(SOAL LATIHAN)
1. Ringkaslah paragraf yang diawali "Stunting dapat terjadi" dari berita tentang stunting di Kota Semarang menjadi satu kalimat. Pertahankan fakta utamanya.
2. Tulis lanjutan berita tentang stunting di Kota Semarang, dimulai setelah kalimat terakhirnya.

(KUTIPAN HALAMAN)
════════════════

TRIBUNNEWS.COM, Semarang - Stunting masih menjadi tantangan di Indonesia, tidak terkecuali di Kota Semarang. B
erdasarkan data dari Dinas Kesehatan Kota Semarang, angka prevalensi balita stunting di Kota Semarang berada pada angka 2,73% atau 2.708 anak di tahun 2018.
Jumlah tersebut dapat dikatakan lebih rendah dibandingkan dengan prevalensi balita stunting di Provinsi Jawa Tengah yaitu 34,3% dan prevalensi stunting nasional 30,8% atau 7,3 juta anak pada tahun 2018. Namun, kondisi ini harus tetap menjadi perhatian bersama dan tidak dapat disepelekan.
Hal itu disampaikan oleh wali kota Semarang Hendrar Prihadi saat membuka talkshow Sinau Bareng Gizi dan Stunting kota Semarang di Balaikota Semarang belum lama ini.
Stunting dapat terjadi sebagai akibat kekurangan gizi terutama pada saat 1000 HPK (hari pertama kelahiran). Dengan demikian pemenuhan gizi dan pelayanan kesehatan pada ibu hamil perlu mendapat perhatian guna mencegah terjadinya stunting.
Hendi sapaan akrab wali kota menyampaikan bahwa tugas dan tanggung jawab kita kepada generasi emas untuk mendidik dan memberikan asupan gizi yang baik terutama di 1000 hari pertama di kehidupannya, terutama ASI eksklusif sebagai upaya mencegah stunting.

════════════════

(Data lokalisasi spasial)

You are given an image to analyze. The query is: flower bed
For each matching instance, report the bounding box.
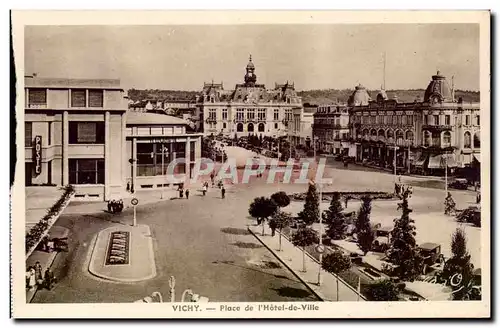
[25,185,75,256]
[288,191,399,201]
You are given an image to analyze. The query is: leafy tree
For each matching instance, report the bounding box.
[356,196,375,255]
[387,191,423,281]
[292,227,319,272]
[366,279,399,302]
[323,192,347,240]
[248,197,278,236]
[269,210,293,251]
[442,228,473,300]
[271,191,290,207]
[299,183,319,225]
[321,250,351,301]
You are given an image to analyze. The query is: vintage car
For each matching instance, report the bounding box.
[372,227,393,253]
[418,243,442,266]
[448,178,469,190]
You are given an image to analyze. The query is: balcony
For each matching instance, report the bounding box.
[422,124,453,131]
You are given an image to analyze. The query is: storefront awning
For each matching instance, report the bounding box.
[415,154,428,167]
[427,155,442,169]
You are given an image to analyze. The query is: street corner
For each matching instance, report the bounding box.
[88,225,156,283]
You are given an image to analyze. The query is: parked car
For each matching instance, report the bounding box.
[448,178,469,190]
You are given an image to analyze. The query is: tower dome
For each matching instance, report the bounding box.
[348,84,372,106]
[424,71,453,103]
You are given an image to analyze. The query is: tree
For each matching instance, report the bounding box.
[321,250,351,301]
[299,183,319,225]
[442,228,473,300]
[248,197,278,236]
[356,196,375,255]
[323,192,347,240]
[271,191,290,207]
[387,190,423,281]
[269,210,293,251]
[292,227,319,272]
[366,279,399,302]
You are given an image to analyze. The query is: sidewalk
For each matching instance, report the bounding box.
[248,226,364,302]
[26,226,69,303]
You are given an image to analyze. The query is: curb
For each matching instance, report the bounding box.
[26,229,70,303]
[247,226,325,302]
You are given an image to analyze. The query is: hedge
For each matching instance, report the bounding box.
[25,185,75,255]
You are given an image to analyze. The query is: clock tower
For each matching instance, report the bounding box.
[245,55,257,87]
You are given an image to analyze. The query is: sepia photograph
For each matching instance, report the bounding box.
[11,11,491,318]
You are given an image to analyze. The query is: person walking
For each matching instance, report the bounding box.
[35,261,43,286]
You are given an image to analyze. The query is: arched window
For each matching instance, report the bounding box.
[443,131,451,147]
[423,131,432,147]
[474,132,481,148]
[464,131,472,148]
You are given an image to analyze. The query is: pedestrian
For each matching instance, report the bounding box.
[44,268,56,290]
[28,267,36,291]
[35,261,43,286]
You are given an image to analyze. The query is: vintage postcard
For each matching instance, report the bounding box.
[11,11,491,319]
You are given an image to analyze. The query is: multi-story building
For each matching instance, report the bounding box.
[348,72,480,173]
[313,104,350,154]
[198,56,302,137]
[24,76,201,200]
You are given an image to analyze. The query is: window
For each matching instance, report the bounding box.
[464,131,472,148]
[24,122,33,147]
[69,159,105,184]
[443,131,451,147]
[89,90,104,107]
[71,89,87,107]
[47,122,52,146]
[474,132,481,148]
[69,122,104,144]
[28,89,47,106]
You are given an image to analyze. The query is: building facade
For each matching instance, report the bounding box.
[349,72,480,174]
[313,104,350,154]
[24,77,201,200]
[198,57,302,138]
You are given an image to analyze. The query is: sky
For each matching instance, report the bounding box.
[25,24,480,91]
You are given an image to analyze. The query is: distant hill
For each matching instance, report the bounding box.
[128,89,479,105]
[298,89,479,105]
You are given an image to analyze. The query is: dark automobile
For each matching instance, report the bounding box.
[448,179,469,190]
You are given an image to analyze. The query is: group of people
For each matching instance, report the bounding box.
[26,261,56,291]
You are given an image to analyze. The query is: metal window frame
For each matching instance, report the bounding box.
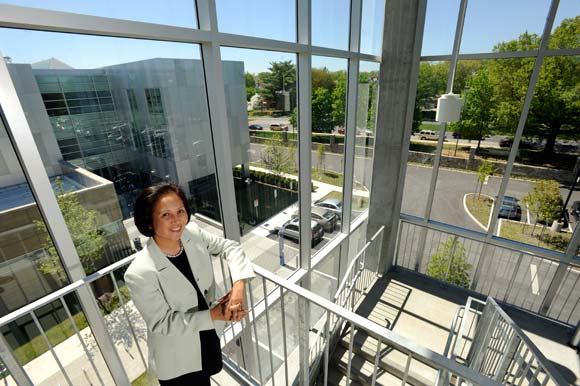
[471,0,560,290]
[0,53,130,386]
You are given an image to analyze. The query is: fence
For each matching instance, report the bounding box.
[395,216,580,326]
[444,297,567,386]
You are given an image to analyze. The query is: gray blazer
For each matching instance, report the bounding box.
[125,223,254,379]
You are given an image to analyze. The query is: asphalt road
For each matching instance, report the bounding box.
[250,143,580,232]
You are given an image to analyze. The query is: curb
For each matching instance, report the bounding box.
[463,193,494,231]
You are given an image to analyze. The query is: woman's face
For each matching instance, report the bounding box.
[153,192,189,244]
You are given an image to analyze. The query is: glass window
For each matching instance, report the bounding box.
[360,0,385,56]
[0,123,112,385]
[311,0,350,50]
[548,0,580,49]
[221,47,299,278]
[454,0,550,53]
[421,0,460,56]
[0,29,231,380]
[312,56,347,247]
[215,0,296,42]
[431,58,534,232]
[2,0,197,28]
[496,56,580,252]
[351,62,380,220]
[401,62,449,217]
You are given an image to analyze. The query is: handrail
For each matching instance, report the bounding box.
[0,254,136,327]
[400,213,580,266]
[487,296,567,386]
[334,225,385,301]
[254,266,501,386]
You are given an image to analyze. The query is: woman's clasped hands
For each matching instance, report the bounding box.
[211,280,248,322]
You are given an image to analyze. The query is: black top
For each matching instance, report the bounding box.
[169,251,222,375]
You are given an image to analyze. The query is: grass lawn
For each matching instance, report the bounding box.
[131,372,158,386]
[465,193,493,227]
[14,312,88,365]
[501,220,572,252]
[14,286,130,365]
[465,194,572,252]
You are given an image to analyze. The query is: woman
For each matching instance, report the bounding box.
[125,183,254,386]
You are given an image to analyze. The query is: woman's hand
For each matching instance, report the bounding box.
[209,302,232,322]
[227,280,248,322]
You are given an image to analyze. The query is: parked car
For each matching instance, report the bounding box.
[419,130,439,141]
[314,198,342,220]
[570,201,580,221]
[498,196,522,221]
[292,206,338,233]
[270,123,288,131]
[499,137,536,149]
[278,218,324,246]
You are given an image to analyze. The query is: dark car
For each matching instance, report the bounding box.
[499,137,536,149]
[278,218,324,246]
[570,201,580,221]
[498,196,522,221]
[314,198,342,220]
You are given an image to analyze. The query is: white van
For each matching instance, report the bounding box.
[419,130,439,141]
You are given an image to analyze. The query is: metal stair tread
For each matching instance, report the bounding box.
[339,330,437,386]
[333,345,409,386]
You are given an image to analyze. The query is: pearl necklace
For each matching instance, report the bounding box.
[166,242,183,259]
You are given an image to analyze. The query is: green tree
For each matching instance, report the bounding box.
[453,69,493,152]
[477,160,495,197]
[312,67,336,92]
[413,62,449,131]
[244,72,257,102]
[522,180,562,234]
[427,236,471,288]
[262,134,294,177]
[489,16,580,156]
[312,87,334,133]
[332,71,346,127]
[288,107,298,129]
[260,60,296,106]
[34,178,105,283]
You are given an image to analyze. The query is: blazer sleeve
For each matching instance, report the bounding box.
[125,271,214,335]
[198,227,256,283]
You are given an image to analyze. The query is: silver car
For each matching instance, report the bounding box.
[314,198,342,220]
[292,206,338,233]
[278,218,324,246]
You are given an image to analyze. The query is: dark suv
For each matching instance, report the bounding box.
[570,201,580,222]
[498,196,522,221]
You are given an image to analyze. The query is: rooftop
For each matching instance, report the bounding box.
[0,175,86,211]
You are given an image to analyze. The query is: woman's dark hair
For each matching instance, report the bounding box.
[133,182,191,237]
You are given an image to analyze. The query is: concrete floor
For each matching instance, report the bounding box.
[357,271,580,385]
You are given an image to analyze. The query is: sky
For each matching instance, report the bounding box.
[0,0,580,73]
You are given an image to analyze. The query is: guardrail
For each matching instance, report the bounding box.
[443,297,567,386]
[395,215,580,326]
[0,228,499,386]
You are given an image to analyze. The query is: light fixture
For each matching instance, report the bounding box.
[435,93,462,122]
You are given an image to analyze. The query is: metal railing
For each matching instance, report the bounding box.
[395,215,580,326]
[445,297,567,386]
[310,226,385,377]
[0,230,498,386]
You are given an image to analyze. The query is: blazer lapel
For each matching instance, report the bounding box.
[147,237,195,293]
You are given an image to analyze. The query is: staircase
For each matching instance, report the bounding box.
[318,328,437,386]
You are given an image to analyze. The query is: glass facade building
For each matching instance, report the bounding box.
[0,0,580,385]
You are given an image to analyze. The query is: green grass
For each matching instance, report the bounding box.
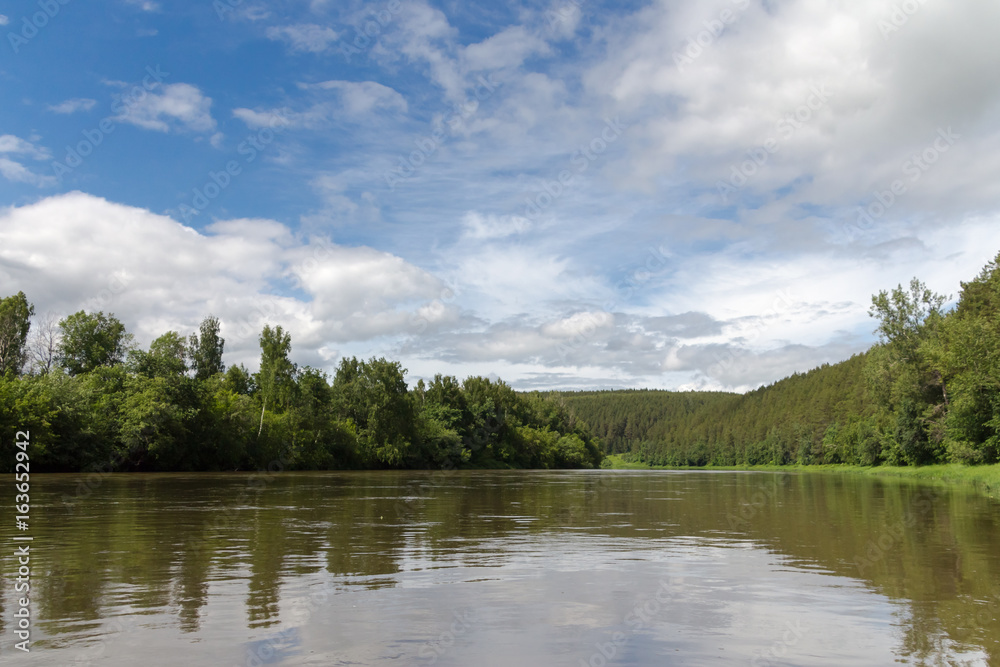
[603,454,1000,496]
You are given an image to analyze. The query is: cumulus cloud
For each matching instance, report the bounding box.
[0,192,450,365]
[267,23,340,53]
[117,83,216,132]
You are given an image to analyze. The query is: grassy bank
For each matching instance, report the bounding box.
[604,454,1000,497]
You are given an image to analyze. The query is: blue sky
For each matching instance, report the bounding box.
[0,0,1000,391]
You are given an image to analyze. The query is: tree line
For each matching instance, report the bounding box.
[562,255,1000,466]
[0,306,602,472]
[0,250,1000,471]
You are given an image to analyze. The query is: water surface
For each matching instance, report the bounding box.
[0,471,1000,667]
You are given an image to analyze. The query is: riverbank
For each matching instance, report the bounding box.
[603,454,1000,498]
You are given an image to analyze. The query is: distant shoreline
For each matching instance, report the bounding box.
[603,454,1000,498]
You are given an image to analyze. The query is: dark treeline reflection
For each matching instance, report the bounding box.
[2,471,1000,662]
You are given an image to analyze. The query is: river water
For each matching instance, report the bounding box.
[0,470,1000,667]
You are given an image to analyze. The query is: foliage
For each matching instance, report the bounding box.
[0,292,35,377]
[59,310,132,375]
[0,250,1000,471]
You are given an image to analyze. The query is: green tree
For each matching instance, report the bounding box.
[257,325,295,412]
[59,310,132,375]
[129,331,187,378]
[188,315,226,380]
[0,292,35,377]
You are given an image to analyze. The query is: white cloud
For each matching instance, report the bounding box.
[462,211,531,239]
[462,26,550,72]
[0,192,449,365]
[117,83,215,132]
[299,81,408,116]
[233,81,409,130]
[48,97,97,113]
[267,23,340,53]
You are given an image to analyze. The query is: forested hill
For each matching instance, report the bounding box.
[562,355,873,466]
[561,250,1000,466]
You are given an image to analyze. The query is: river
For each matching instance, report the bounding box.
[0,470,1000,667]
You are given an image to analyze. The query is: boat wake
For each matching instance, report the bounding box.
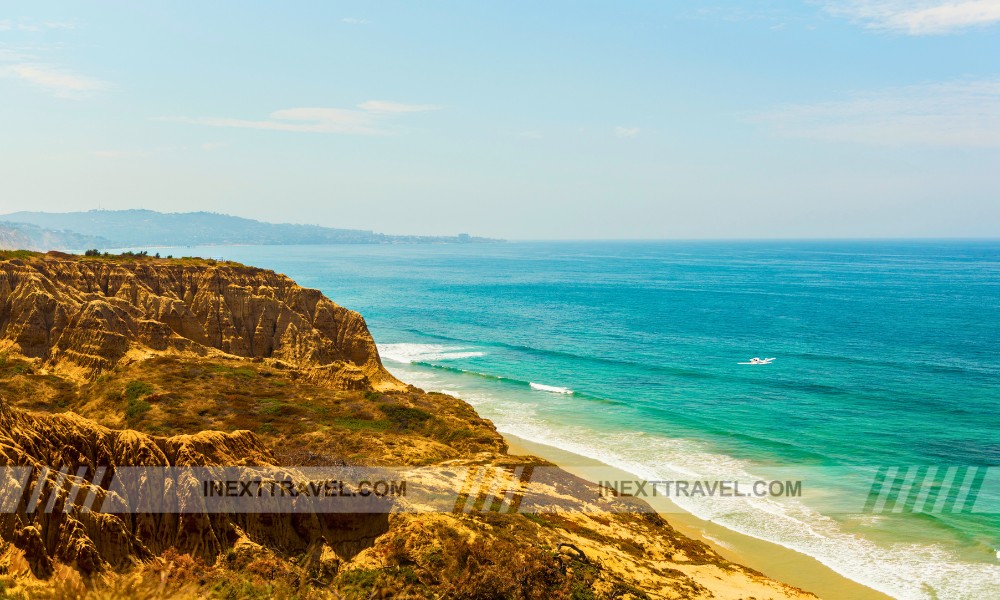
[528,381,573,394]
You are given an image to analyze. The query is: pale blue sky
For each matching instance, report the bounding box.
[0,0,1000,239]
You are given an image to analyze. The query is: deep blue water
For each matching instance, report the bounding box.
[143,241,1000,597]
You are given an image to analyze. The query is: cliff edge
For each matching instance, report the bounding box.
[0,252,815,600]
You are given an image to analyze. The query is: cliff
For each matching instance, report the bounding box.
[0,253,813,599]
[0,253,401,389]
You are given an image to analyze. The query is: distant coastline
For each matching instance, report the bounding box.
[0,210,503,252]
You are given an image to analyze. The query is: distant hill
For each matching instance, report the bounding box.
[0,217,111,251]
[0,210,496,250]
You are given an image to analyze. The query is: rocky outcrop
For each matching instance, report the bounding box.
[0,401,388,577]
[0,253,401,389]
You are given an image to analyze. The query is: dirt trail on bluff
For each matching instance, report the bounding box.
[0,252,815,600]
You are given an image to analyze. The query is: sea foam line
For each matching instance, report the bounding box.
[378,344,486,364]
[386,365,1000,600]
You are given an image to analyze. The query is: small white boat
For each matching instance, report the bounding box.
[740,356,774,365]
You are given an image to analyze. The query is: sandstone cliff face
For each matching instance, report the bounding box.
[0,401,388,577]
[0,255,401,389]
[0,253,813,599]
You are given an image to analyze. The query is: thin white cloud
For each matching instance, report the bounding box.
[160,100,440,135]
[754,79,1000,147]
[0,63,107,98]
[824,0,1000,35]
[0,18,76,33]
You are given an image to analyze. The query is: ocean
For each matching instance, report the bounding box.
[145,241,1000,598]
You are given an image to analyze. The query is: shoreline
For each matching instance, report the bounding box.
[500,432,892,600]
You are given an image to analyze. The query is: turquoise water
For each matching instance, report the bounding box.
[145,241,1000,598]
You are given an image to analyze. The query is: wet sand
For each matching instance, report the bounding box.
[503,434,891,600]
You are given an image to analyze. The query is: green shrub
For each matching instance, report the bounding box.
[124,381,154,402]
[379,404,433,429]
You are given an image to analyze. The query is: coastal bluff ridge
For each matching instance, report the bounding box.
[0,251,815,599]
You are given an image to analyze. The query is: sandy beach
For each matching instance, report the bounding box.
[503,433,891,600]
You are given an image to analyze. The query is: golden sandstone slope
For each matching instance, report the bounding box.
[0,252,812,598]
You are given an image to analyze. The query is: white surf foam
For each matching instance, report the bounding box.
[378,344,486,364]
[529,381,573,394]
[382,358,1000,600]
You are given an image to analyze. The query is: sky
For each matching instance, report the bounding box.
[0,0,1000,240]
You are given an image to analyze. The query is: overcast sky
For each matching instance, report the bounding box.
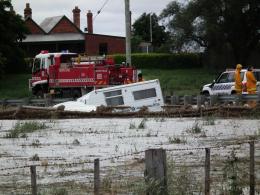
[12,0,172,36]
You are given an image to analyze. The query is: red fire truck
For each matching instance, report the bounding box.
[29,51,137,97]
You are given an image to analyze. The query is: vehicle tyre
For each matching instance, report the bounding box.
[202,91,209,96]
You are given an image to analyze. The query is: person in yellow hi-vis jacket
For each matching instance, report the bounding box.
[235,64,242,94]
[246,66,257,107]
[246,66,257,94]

════════════════

(JAWABAN PER NOMOR)
1. Stunting dapat disebabkan oleh kekurangan gizi, terutama pada 1000 HPK (hari pertama kelahiran), sehingga pemenuhan gizi dan pelayanan kesehatan ibu hamil perlu diperhatikan untuk mencegahnya.

2.
"Ada dua faktor yang menyebabkan stunting. Pertama adalah faktor spesifik karena kekurangan gizi dan asupan makanan yang diberikan tak mendukung pertumbuhan tubuhnya. Misalnya saat kondisi hamil, ibu tidak makan makanan berprotein atau sayur-sayuran atau saat bayi, tidak diberikan ASI secara ekslusif. Kedua adalah faktor sensitif. Seperti kesehatan lingkungan dan penggunaan jamban yang baik", jelas Hendi.
Lanjut Hendi, bagi anak yang sudah terlanjur stunting, dapat diberikan pemberian makanan tambahan (PMT) pemulihan, stimulasi pengasuhan dan pendidikan berkelanjutan. Kuncinya di seribu hari pertama, asupan gizi harus dicukupi.
Upaya pemerintah kota Semarang, untuk memperbaiki stunting salah satunya dengan adanya rumah pelangi di wilayah Banyumanik.
Selain stunting, Hendi juga menyinggung soal penerangan dan sanitasi di rumah termasuk septic tank, yang jika tidak dimanfaatkan dengan baik dapat menimbulkan masalah.
Menurutnya perawatan sanitasi yang baik adalah dengan cara septic tank dikuras setiap 5 tahun sekali, karena jika tidak dikhawatirkan akan terserap ke sumber air bersih di sekitar rumah.
Hendi pun berharap agar jajarannya dapat terus melakukan sosialisasi dan bantuan kepada warga masyarakat agar di setiap rumah dapat mempunyai sanitasi yang baik.(*)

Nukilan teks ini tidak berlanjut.